Stored items from a collection:

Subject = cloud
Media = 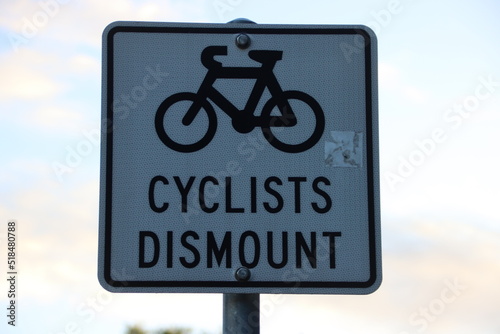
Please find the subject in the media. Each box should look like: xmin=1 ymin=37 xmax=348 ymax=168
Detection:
xmin=403 ymin=84 xmax=429 ymax=103
xmin=0 ymin=47 xmax=100 ymax=137
xmin=0 ymin=97 xmax=93 ymax=137
xmin=34 ymin=0 xmax=209 ymax=49
xmin=379 ymin=61 xmax=429 ymax=104
xmin=379 ymin=62 xmax=400 ymax=88
xmin=0 ymin=52 xmax=63 ymax=101
xmin=0 ymin=0 xmax=43 ymax=32
xmin=0 ymin=168 xmax=99 ymax=302
xmin=0 ymin=49 xmax=65 ymax=100
xmin=0 ymin=0 xmax=208 ymax=57
xmin=69 ymin=54 xmax=100 ymax=74
xmin=31 ymin=105 xmax=86 ymax=133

- Task instructions
Line by line, transcribe the records exactly, omitting the images.

- The answer
Subject = cloud
Media = 
Please find the subject in the media. Each box should look like: xmin=1 ymin=37 xmax=348 ymax=168
Detection:
xmin=403 ymin=84 xmax=429 ymax=103
xmin=0 ymin=47 xmax=100 ymax=137
xmin=0 ymin=97 xmax=93 ymax=137
xmin=34 ymin=0 xmax=209 ymax=49
xmin=379 ymin=61 xmax=429 ymax=104
xmin=379 ymin=62 xmax=400 ymax=88
xmin=0 ymin=52 xmax=63 ymax=101
xmin=0 ymin=0 xmax=43 ymax=32
xmin=0 ymin=168 xmax=99 ymax=302
xmin=0 ymin=49 xmax=65 ymax=100
xmin=0 ymin=0 xmax=208 ymax=57
xmin=69 ymin=54 xmax=100 ymax=74
xmin=31 ymin=105 xmax=86 ymax=133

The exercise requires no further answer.